Write the next part of the passage on children's emotional speech corpora, starting after its final sentence.

─── Supplied passage ───

IESC-Child (Interactive Emotional Children’s Speech Corpus) [
18], presented in 2020. A Wizard of Oz (WoZ) setting was used to induce different emotional reactions in children during speech-based interactions with two Lego Mindstorm robots behaving either collaboratively or non-collaboratively. The IESC-Child corpus consists of recordings of the speech spoken in Mexican Spanish by 174 children (80 girls and 94 boys) between six and 11 years of age (8.62 mean, 1.73 standard deviation). The recordings included 34.88 h of induced speech. In total, eight emotional categories are labeled: Anger, Disgust, Fear, Happiness, Sadness, Surprise, Neutral, and None of the above. The research on building acoustic paralinguistic models and speech communication between a child and a machine in Spanish utilized the IESC-Child dataset with prominent results.
EmoReact (Multimodal Dataset for Recognizing Emotional Responses in Children) [
33], presented in 2016. A multimodal spontaneous emotion dataset of 63 (31 males, 32 females) children ranging between four and 14 years old. It was collected by downloading videos of children who react to different subjects such as food, technology, YouTube videos and gaming devices. The dataset contains 1102 audio-visual clips annotated for 17 different emotional categories: six basic emotions, neutral, valence and nine complex emotions.

─── Information provided ───

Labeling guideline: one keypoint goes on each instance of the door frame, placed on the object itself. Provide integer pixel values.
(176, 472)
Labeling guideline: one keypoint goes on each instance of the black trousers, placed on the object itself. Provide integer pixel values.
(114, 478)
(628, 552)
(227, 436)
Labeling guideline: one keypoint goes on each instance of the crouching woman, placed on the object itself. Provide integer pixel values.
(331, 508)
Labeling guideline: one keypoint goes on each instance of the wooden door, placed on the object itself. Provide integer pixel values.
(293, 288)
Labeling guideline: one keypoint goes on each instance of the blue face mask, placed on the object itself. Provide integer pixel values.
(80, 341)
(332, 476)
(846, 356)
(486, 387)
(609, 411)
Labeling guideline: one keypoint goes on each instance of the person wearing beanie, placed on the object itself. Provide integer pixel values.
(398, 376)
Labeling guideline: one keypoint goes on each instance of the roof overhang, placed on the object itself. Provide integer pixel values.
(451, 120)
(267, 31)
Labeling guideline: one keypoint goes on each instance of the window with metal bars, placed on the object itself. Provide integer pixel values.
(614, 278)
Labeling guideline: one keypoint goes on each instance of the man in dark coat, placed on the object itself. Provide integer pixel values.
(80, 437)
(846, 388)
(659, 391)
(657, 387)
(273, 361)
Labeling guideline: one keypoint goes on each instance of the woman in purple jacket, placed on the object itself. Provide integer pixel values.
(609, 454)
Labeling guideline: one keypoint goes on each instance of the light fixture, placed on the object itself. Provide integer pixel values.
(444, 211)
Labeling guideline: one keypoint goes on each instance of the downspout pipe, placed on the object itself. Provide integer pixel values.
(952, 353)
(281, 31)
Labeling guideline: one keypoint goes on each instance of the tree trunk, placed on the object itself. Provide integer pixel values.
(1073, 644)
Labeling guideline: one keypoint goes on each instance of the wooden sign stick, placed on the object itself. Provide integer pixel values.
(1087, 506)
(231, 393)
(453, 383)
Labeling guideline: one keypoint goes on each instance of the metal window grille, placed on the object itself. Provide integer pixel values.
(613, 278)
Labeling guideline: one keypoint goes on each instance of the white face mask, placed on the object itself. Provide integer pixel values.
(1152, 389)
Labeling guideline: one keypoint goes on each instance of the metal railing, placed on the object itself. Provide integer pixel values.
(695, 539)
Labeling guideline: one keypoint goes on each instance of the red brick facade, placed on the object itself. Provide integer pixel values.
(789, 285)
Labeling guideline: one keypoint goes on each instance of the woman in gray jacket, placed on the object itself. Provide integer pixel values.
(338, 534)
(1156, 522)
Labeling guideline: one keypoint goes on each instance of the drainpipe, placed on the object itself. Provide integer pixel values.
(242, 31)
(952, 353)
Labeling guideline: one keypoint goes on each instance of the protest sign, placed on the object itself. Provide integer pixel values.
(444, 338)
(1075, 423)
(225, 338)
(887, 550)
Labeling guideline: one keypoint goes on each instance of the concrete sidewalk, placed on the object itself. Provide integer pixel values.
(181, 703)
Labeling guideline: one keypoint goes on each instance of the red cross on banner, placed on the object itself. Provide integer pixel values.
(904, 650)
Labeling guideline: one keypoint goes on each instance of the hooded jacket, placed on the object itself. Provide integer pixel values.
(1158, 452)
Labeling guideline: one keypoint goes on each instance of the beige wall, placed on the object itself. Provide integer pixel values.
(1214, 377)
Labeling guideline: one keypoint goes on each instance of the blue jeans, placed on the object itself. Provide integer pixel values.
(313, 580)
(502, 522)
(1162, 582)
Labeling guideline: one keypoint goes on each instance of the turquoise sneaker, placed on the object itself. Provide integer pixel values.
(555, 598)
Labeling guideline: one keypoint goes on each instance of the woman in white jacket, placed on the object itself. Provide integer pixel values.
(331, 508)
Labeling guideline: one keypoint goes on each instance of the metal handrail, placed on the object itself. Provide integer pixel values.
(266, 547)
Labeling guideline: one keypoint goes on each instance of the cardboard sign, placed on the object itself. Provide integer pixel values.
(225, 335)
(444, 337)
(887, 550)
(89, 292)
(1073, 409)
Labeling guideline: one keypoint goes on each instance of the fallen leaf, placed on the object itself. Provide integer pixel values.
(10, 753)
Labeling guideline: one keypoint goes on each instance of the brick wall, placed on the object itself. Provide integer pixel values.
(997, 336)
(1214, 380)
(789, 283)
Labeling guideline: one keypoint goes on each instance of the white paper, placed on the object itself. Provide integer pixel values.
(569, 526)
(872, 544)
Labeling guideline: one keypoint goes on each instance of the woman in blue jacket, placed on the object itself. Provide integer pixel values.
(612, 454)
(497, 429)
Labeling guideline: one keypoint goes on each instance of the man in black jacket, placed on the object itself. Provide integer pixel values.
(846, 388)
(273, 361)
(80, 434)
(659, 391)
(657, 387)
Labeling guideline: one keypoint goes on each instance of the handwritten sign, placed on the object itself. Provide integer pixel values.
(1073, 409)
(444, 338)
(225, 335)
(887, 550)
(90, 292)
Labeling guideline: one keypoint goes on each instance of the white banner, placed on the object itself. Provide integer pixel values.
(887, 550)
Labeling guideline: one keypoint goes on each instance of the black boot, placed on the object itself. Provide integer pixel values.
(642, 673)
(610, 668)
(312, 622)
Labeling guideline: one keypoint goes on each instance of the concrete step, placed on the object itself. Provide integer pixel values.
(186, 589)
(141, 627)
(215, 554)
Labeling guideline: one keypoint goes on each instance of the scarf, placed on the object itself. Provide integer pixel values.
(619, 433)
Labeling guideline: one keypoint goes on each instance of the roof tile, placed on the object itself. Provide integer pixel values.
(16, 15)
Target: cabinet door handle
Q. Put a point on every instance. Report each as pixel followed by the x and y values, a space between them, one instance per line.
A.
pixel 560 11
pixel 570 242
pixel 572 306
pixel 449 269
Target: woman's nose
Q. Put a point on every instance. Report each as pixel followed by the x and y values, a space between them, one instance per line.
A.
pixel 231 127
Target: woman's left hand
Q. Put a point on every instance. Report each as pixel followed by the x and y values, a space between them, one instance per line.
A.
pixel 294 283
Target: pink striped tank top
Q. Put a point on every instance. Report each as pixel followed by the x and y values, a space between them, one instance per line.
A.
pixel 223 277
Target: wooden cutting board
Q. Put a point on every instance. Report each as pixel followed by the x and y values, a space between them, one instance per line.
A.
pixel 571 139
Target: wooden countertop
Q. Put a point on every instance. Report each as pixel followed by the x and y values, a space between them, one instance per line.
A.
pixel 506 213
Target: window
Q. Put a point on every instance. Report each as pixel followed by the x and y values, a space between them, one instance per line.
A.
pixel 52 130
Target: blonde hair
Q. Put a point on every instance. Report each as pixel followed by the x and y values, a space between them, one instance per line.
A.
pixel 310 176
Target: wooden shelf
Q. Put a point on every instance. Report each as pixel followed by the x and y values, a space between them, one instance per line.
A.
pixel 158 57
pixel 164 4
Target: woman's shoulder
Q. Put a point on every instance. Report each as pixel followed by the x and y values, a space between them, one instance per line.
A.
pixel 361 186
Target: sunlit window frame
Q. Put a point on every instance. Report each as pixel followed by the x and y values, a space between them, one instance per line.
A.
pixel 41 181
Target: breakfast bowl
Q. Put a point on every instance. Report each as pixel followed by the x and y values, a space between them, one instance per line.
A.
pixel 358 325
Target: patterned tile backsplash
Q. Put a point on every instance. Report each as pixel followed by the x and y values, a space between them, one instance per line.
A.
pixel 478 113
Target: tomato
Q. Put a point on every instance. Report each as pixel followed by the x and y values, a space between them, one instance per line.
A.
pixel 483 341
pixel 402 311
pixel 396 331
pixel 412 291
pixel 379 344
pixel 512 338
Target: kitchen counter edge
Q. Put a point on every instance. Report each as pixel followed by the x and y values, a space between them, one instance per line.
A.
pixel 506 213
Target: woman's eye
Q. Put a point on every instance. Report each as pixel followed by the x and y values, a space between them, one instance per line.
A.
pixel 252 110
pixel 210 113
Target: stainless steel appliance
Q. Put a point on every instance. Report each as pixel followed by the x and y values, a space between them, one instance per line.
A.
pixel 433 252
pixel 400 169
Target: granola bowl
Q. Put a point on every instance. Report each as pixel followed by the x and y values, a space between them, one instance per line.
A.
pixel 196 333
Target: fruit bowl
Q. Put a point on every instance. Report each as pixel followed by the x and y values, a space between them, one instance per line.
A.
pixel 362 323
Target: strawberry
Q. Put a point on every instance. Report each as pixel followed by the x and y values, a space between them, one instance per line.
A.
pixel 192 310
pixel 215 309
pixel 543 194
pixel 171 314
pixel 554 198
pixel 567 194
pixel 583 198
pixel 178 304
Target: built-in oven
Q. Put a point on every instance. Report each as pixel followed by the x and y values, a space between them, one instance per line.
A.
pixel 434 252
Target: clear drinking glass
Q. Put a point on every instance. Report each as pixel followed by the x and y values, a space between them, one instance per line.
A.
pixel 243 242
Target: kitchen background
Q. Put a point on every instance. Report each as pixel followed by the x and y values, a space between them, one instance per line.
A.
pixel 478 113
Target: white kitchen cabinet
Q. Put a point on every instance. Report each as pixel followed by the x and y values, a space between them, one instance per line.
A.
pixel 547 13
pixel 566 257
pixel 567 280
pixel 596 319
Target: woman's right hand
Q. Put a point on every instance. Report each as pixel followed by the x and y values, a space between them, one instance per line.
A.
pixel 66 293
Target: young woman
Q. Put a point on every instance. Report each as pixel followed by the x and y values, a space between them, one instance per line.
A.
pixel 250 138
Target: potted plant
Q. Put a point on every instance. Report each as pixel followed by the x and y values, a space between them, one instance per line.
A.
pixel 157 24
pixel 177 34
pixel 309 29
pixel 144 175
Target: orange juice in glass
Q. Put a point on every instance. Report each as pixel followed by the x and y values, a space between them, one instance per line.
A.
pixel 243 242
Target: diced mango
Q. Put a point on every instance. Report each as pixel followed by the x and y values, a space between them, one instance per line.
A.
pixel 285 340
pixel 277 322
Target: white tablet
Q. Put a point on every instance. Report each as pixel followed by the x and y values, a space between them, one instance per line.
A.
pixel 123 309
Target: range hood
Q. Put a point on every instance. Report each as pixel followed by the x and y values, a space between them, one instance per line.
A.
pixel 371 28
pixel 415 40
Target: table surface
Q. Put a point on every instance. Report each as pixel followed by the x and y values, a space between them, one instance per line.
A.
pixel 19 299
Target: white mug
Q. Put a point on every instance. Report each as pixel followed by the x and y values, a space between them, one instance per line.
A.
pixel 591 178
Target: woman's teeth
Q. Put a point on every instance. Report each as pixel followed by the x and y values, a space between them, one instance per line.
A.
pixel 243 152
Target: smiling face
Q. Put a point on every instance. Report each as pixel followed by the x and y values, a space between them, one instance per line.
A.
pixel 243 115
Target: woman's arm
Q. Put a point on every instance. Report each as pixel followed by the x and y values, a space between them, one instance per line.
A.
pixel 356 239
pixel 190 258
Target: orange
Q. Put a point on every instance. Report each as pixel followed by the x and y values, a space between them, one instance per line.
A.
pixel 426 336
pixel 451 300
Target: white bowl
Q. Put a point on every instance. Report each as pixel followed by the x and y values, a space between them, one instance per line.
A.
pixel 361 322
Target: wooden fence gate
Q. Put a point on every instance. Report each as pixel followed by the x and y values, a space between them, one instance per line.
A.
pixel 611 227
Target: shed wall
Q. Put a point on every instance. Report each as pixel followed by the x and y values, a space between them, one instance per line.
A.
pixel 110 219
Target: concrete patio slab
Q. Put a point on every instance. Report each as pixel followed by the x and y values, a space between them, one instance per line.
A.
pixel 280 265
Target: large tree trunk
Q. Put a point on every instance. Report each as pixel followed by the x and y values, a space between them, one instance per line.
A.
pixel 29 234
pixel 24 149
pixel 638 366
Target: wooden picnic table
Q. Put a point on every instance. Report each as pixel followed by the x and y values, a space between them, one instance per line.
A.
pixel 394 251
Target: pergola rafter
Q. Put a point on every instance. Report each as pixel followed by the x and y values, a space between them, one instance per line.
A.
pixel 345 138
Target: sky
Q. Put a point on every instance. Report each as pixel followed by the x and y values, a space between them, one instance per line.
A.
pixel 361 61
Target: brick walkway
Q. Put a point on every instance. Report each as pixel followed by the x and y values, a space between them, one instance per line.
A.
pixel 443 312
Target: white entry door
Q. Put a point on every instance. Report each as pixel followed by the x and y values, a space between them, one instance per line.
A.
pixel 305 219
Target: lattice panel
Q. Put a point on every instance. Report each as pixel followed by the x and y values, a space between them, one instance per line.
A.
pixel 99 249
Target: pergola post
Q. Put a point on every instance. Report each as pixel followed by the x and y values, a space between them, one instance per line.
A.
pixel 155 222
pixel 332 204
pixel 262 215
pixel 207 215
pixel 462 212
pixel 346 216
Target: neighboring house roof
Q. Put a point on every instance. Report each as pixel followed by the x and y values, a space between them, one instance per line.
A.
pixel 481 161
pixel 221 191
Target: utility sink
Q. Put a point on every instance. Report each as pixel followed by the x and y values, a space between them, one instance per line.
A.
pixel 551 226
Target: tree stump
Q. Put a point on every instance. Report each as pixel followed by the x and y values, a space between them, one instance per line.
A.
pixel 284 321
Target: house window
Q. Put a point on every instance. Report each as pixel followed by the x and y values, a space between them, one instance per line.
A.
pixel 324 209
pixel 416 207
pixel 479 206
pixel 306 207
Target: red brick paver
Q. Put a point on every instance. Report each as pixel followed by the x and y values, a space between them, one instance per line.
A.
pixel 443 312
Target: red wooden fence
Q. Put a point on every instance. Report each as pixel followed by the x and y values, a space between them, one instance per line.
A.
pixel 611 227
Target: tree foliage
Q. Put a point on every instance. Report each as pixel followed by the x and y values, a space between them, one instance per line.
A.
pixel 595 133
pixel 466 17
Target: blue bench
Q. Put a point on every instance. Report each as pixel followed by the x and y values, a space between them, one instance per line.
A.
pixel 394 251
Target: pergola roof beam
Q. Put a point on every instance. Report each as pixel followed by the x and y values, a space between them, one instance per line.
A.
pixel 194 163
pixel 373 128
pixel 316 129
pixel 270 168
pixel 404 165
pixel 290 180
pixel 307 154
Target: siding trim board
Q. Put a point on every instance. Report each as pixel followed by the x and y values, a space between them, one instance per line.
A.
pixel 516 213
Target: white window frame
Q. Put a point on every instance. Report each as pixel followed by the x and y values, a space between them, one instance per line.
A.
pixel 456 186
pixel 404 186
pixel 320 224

───

** Written answer **
CHEAVD (Chinese Natural Emotional Audio–Visual Database) [
34], presented in 2016. A large-scale Chinese natural emotional audio–visual corpus with emotional segments extracted from films, TV plays and talk shows. The corpus contains 238 (125 males, 113 females) speakers from six age groups: child (<13), adolescent/mutation (13–16), youth (16–24), young (25–44), quinquagenarian (45–59), and elder (≥60). Over 141 h of spontaneous speech was recorded. In total, 26 non-prototypical emotional states, including the basic six, are labeled by four native speakers.
EmoChildRu (Child emotional speech corpus in Russian) [
16,
17], presented in 2015. This contains audio materials from 100 children ranging between three and seven years old. Recordings were organized in three model situations by creating different emotional states for children: playing with a standard set of toys; repetition of words from a toy-parrot in a game store setting; watching a cartoon and retelling the story, respectively. Over 30 h of spontaneous speech were recorded. The utterances were annotated for four emotional categories: Sadness, Anger, Fear, Happiness (Joy). The data presented in the database are important for assessing the emotional development of children with typical maturation and as controls for studying emotions of children with disabilities.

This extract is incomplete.